| What you have to do |
Your task is to print all of the entries exactly, though the pictures should not be included.

| Input material |
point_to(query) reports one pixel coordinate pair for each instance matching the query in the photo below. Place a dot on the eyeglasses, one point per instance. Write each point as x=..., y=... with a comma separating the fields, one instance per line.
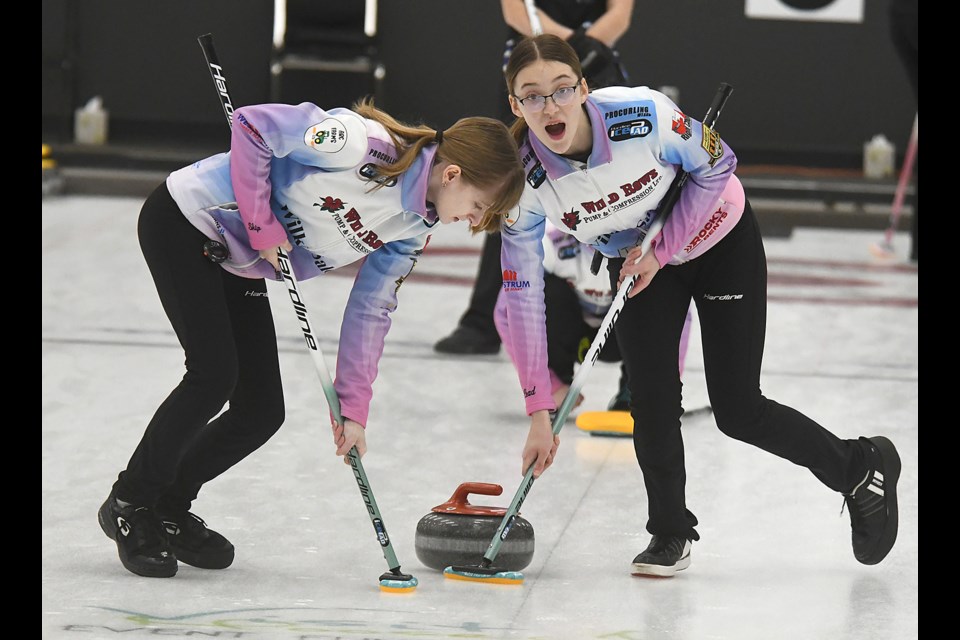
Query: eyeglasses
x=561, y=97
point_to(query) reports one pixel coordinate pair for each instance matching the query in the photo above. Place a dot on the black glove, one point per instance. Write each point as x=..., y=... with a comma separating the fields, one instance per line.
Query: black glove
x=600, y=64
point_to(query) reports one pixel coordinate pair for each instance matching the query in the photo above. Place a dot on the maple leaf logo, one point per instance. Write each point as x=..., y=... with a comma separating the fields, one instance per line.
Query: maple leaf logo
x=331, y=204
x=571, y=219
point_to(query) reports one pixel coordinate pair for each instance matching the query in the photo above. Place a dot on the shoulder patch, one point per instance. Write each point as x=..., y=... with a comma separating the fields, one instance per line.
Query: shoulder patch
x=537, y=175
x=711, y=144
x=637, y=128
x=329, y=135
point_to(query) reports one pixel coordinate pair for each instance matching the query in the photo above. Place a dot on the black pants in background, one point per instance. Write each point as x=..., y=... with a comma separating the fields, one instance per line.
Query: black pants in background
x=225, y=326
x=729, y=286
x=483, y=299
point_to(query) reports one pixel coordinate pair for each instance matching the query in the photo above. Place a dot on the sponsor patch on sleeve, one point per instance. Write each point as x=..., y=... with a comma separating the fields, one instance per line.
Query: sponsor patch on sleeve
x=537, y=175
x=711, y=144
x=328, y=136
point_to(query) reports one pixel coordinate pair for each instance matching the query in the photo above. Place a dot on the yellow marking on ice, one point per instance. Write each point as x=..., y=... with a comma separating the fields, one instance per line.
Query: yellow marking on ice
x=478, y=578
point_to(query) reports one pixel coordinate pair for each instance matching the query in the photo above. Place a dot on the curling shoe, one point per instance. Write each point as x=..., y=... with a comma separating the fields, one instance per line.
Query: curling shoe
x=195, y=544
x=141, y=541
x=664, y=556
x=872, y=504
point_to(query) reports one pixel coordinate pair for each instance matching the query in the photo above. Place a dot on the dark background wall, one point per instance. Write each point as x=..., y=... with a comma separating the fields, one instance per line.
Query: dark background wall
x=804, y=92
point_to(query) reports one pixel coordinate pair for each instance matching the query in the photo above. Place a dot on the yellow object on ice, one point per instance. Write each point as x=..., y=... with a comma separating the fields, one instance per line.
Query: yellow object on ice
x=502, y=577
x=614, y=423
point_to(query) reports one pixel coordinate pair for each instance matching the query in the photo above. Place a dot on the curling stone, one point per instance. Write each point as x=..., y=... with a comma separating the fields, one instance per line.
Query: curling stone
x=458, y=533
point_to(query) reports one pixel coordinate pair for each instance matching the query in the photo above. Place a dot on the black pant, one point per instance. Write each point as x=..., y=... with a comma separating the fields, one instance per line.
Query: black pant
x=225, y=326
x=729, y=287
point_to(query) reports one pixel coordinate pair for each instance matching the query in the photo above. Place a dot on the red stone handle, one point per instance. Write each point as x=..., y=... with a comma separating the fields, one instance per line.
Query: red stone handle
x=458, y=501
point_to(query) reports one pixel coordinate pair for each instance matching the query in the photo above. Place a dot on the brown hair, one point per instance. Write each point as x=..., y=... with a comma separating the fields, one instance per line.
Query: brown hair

| Exercise result |
point_to(query) reports one pixel coordinate pair for each instance matching the query in the photo below. Place a dot on the eyeglasses, one point per instance. Write each point as x=..., y=... with a comma separating the fields, one instance per line.
Query: eyeglasses
x=561, y=97
point_to(query) reports one pixel coordinate pair for each instance matching the query in the photo above. Place a dot on the black glove, one point per instance. Write each point as x=..., y=... with a comma separating the fields, one instance per line.
Query: black glove
x=600, y=64
point_to(query) reports one pixel coordinate pair for each instance matching the query in the photo above. Place a dot on the maple leaf logo, one point per instance. Write each point as x=..., y=... with a comma separating the fields, one instance per line.
Query: maple leaf logo
x=331, y=204
x=571, y=219
point_to(query) reports one pixel coordinate pair for each instance matching the query in the photo above. Place a dot on the shoulder patch, one point per instance. Write each point as x=..., y=... with a comma separating the fields, one instance per line.
Query: shoulder patch
x=537, y=175
x=711, y=144
x=637, y=128
x=329, y=135
point_to(query) reports one pixel coordinate pair for each instance matching the query in the photo above. Place a dot on the black pants in background, one point per instance. Write each point as x=..., y=... with a comma separating the fields, one instance per line.
Query: black pants in background
x=225, y=326
x=729, y=286
x=483, y=299
point_to(query) reports one pixel coordinate pair for each instance matching the query in the photo above. Place a dot on the sponsor patch on sleeve, one point per instance. Write each point as x=..., y=... with a comma separating the fields, one instance per line.
Query: sponsor patch on sleeve
x=537, y=175
x=711, y=144
x=328, y=136
point_to(query) reports one pixel coordinate pair for each instance matching the query in the photo above. Place a dot on the yellow marking on ice, one point per instance. Write each point as x=..., y=... with a comma separating the fields, one instance per line.
Query: yellow marking on ice
x=478, y=578
point_to(query) reports one pixel coordinate pair for each instance matching the query in the photo above. Place a dot on the curling shoe, one point per instance. Write each point as x=..., y=... with a comma separating the fields, one instance per line.
Query: curling shoe
x=195, y=544
x=141, y=541
x=664, y=556
x=872, y=504
point_to(query) reports one pixel coordinate pair for each instance matching the query in the photo above. Place a dot on the dark background wall, one point per instance. Write each point as x=..., y=... with a comma separating the fields, one instance per line.
Query: dark background wall
x=804, y=92
point_to(query) reports one pixel coordinate pair for each instance matching the query in the photo above. Place a dot on the yellow object on ice, one point per instance. Write each point as x=..., y=... with a comma separating the fields, one instance per line.
Query: yellow object on ice
x=502, y=577
x=614, y=423
point_to(query) reports one pixel coordinate pair for each instance matching the query in the photo above. Place a dot on the curling stone, one point per instance. Write each point as x=..., y=... with a comma separating the fields, one instance per line.
Query: curling stone
x=458, y=533
point_to(query) reports one pixel coordinate pair for each instance matching the query in the photo above. Place a dot on the black pant, one point per instance. Write each point as x=..., y=... with a comma separating the fields, one instance per line.
Query: black pant
x=225, y=326
x=729, y=287
point_to(query) reports one pixel coordinate pair for each instance matching the query in the photo above. Place a dot on the red stone handle, one point per instance. Write each point as x=..., y=... with a comma separating the fields, one instance per line.
Query: red stone handle
x=458, y=501
point_to(query) reports one pixel coordinate pair for each instance matching the query in the photo above. Place a dot on the brown hair, one point per instance. Write each point as x=..., y=... with a comma separating the fields, one instance per line.
Query: brown hair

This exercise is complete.